Texto fuente:
□ □ □ □

Hijo, me hubiera gustado comenzar estas líneas con la pregunta de cada día: “Dime, tíguere, ¿cómo te amaneció? Y no lo pregunto porque sé que estás en un lugar mejor que nosotros, a los que hace hoy un año dejaste aquí en la tierra para desde lo alto mirarnos, velar y orar por nosotros.
Sin embargo, Martín, no pasa un solo instante sin que sintamos tu presencia en la casa, oigamos tu risa, pensemos en ti ante cualquier dificultad, y entonces se nos anuda la garganta y las lágrimas enjuagan los ojos, dejando truncas las palabras.
Ha sido un año difícil, en el cual muchas veces se quiebran los esfuerzos por asimilar la voluntad divina para con tu vida de apenas 28 años.
Es una lucha permanente por entender la voluntad de Dios desde la acera del Padre, de Él, que mandó a su hijo a que entregue su vida por ti, por mí, y por toda la humanidad. Un sacrificio en que Jesús fue víctima de reconciliación entre la humanidad con el Creador.
Pienso en tu partida, Martín, y agradezco a Dios el haberte dado 28 años de vida productiva, vida ejemplar, orgullo de tu familia y de quienes te conocieron. Eso me lo han expresado tus compañeros de universidad, de trabajo, quienes recuerdan que a pesar del poco tiempo que estuviste con ellos fue mucho lo que aprendieron de ti.

□ □ □ □

Datos suministrados:
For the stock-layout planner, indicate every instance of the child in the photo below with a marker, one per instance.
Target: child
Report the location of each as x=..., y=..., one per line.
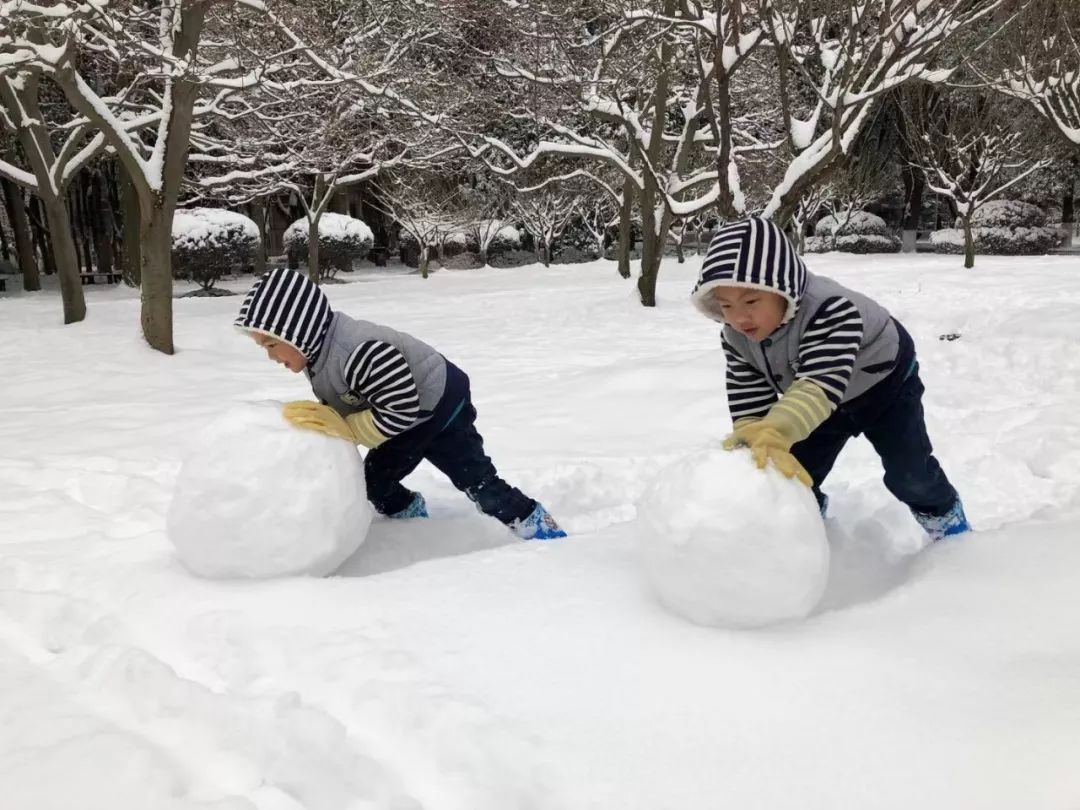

□ □ □ □

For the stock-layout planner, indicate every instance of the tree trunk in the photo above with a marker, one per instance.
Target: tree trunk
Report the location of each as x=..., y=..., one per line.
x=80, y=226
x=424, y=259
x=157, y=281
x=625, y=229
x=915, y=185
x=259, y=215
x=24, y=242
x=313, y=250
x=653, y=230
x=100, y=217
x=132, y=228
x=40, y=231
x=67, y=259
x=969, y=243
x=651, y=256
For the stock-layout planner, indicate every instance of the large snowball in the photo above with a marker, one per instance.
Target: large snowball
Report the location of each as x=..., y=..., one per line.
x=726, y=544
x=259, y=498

□ □ □ □

Tareas propuestas:
[A] Responda, a partir de la carta, las siguientes preguntas:
(i) ¿Cuántos años tenía Martín?
(ii) ¿Cuánto tiempo ha pasado desde que Martín dejó a los suyos en la tierra?
(iii) ¿Quiénes han expresado que aprendieron mucho de Martín?
[B] Indique si cada afirmación concuerda con la carta y cite las palabras que lo determinan:
(i) Martín vivió 28 años.
(ii) El año transcurrido ha sido fácil.
(iii) Quienes conocieron a Martín aprendieron poco de él.
[C] Devuelva el fragmento de la carta comprendido entre "Hijo, me hubiera" y "apenas 28 años.", ambos inclusive.

Respuestas de actividades:
[A]
(i) 28 años.
(ii) Un año.
(iii) Sus compañeros de universidad y de trabajo.

[B]
(i) Sí: "tu vida de apenas 28 años".
(ii) No: "Ha sido un año difícil".
(iii) No: "fue mucho lo que aprendieron de ti".

[C]
Hijo, me hubiera gustado comenzar estas líneas con la pregunta de cada día: “Dime, tíguere, ¿cómo te amaneció? Y no lo pregunto porque sé que estás en un lugar mejor que nosotros, a los que hace hoy un año dejaste aquí en la tierra para desde lo alto mirarnos, velar y orar por nosotros.
Sin embargo, Martín, no pasa un solo instante sin que sintamos tu presencia en la casa, oigamos tu risa, pensemos en ti ante cualquier dificultad, y entonces se nos anuda la garganta y las lágrimas enjuagan los ojos, dejando truncas las palabras.
Ha sido un año difícil, en el cual muchas veces se quiebran los esfuerzos por asimilar la voluntad divina para con tu vida de apenas 28 años.